What you will do: Can you write out every line of the data below, word for word and without any changes?
** start of Data supplied **
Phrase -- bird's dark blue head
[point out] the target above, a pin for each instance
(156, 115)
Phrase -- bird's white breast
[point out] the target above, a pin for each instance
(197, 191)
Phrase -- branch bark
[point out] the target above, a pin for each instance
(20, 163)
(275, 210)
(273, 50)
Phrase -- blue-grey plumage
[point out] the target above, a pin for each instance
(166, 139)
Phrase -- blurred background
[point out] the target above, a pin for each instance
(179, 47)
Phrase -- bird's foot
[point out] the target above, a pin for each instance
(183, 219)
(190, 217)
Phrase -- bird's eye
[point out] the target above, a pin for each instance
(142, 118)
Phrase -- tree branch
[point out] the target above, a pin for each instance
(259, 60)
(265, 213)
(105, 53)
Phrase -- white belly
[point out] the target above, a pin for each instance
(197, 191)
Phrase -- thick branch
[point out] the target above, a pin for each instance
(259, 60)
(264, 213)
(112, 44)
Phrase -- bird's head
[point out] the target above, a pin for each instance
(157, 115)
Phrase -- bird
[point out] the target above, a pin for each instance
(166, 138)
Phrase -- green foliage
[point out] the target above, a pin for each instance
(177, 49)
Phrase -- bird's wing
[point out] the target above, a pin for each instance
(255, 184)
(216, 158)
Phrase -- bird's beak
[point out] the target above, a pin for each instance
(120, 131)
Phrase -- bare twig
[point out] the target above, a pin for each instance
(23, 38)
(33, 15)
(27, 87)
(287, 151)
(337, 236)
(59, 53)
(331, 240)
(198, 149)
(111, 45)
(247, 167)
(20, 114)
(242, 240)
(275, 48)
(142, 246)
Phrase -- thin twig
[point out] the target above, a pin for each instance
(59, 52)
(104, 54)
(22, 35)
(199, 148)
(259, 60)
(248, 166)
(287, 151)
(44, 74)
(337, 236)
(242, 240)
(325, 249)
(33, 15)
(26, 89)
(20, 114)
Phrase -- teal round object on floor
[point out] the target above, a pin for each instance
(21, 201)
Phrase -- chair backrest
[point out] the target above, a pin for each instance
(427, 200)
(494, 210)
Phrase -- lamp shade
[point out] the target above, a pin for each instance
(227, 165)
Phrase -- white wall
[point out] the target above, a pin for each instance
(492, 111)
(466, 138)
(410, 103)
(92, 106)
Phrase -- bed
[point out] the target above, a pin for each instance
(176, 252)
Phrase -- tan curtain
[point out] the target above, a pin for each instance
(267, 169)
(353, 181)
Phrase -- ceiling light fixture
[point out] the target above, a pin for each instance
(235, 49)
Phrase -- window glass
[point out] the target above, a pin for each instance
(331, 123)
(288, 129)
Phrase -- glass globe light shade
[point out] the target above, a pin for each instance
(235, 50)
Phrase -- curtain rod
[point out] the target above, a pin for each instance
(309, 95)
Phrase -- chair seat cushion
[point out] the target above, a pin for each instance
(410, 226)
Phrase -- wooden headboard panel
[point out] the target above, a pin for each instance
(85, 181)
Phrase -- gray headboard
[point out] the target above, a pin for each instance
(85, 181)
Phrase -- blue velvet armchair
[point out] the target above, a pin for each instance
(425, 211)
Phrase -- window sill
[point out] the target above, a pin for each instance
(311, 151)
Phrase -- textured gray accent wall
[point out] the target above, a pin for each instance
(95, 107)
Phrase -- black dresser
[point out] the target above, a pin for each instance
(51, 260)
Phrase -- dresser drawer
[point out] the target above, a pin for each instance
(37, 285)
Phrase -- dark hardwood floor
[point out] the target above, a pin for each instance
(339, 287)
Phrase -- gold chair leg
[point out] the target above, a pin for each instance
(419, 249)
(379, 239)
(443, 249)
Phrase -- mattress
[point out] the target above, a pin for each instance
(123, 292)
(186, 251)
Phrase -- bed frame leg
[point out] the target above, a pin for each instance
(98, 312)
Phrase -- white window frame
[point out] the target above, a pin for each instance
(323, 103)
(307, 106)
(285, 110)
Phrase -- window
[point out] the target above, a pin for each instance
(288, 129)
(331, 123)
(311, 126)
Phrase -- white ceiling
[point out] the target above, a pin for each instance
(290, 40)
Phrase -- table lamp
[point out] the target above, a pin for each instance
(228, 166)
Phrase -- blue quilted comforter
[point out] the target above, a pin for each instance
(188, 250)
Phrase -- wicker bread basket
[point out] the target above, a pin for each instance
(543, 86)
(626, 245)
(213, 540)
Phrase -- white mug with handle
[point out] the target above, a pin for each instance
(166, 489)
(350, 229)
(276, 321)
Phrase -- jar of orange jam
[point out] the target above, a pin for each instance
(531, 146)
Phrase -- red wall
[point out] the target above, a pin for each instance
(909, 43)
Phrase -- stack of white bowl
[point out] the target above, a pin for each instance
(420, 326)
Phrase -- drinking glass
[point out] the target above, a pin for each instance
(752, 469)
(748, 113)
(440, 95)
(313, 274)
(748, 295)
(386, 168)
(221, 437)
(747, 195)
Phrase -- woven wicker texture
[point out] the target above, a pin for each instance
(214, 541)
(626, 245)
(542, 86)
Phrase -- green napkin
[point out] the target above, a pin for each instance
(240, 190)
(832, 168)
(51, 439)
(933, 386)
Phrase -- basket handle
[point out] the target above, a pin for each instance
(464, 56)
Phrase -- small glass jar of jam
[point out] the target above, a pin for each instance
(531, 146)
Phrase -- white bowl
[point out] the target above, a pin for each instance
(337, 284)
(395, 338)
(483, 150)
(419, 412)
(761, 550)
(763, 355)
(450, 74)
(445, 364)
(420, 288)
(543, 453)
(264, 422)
** end of Data supplied **
Output of the task:
Phrase -- bird's dark blue head
[point out] the target above, a pin for each instance
(156, 115)
Phrase -- bird's white breast
[point out] the target above, a pin for each instance
(197, 191)
Phrase -- branch bark
[point out] the target above, a pin for each instance
(20, 163)
(275, 210)
(273, 50)
Phrase -- blue-grey plumage
[point out] the target above, a pin for each instance
(166, 139)
Phrase -- blurred background
[point out] the target above, a pin for each instance
(179, 47)
Phrase -- bird's foot
[point out] the target above, a pin for each instance
(183, 219)
(190, 217)
Phrase -- bird's eye
[point out] the target above, a pin for each instance
(142, 118)
Phrase -- tree branch
[point out] the target above, a pin for each instance
(259, 60)
(265, 213)
(105, 53)
Phrase -- white belly
[point out] the target above, a pin for each instance
(197, 191)
Phrase -- thick branch
[point out] the target above, a pin for each instance
(259, 60)
(264, 213)
(112, 44)
Phrase -- bird's head
[point out] the target above, a pin for each instance
(157, 115)
Phrase -- bird
[point out] the target above, a pin for each instance
(166, 138)
Phrase -- green foliage
[point out] the target above, a pin for each instance
(177, 49)
Phrase -- bird's wing
[point out] the target above, a pin for each instance
(255, 184)
(216, 158)
Phrase -- bird's beak
[point out] the target above, a pin for each instance
(120, 131)
Phrase -- bare twig
[point out] the target above, a pin for each instance
(23, 38)
(33, 15)
(27, 87)
(287, 151)
(337, 236)
(59, 53)
(331, 240)
(198, 149)
(111, 45)
(247, 167)
(20, 114)
(242, 240)
(275, 48)
(142, 246)
Phrase -- thin twig
[point out] the target above, a pin for each instance
(59, 52)
(104, 54)
(22, 35)
(199, 148)
(259, 60)
(248, 166)
(287, 151)
(44, 74)
(337, 236)
(242, 240)
(325, 249)
(33, 15)
(26, 89)
(20, 114)
Phrase -- teal round object on floor
[point out] the target above, a pin for each instance
(21, 201)
Phrase -- chair backrest
[point out] the target above, a pin for each instance
(427, 200)
(494, 210)
Phrase -- lamp shade
[point out] the target above, a pin for each instance
(227, 165)
Phrase -- white wall
[point out] the target above, a pin for each instance
(492, 111)
(466, 138)
(410, 103)
(92, 106)
Phrase -- bed
[point out] the target above, a pin for each instance
(176, 252)
Phrase -- tan curtain
[point out] the target above, a pin for each instance
(267, 169)
(353, 181)
Phrase -- ceiling light fixture
[point out] the target above, a pin for each instance
(235, 49)
Phrase -- window glass
[point out] the target above, a pin for each instance
(331, 123)
(288, 129)
Phrase -- glass globe light shade
[point out] the target above, a pin for each instance
(235, 50)
Phrase -- curtain rod
[point out] the target above, a pin for each instance
(309, 95)
Phrase -- chair seat cushion
[point out] the target above, a pin for each instance
(410, 226)
Phrase -- wooden headboard panel
[point out] the target above, a pin for each instance
(85, 181)
Phrase -- gray headboard
[point out] the target above, a pin for each instance
(85, 181)
Phrase -- blue velvet armchair
[point out] the target above, a pin for each instance
(425, 211)
Phrase -- window sill
[point out] the target above, a pin for each instance
(311, 151)
Phrase -- textured gray accent wall
[point out] the target above, a pin for each instance
(95, 107)
Phrase -- black dresser
[point out] the target above, a pin for each instance
(51, 260)
Phrase -- dresser drawer
[point out] the target above, a pin for each instance
(37, 285)
Phrase -- dark hardwood floor
[point out] the target above, a pin for each instance
(339, 287)
Phrase -- gold chair leg
[point out] the target above, a pin for each instance
(419, 249)
(379, 239)
(443, 249)
Phrase -- mattress
[point out] the target above, a pin for each instance
(123, 292)
(186, 251)
Phrase -- bed frame leg
[point out] the target above, a pin for each instance
(98, 312)
Phrase -- white window frame
[point out] the target above, a pin for each instance
(323, 103)
(307, 106)
(285, 110)
Phrase -- window
[point out] the target above, a pin for each instance
(288, 129)
(331, 123)
(311, 126)
Phrase -- white ceiling
[point out] the target above, a pin for each instance
(290, 40)
Phrase -- table lamp
[point out] the target above, a pin for each instance
(228, 166)
Phrase -- blue quilted comforter
[point out] the target above, a pin for each instance
(188, 250)
Phrase -- wicker bread basket
[point out] the target above, a pin for each instance
(543, 86)
(626, 245)
(213, 540)
Phrase -- white mug with handle
[point out] the target above, a pin for each instance
(166, 489)
(350, 229)
(276, 321)
Phrase -- jar of orange jam
[point out] the target above, a pin for each instance
(531, 146)
Phrase -- red wall
[point out] the target above, a pin for each instance
(909, 43)
Phrase -- stack of white bowl
[point out] the target above, a pin for each instance
(420, 326)
Phrase -- drinking glass
[point out] the target above, a pin for each instance
(752, 469)
(748, 113)
(440, 95)
(313, 274)
(748, 295)
(386, 168)
(221, 437)
(747, 195)
Phrase -- woven wicker texture
[point out] the target above, a pin for each instance
(214, 541)
(626, 245)
(542, 86)
Phrase -- green napkin
[point out] the target above, a pin for each instance
(240, 190)
(832, 168)
(51, 439)
(933, 386)
Phrase -- basket handle
[point out] the target above, a pin for each instance
(464, 56)
Phrase -- small glass jar of jam
[point out] the target above, a pin for each instance
(531, 146)
Phrase -- white bowl
[point out] the target above, a pin for each instance
(337, 284)
(395, 338)
(483, 150)
(419, 412)
(761, 550)
(763, 355)
(450, 74)
(445, 364)
(420, 288)
(543, 453)
(264, 422)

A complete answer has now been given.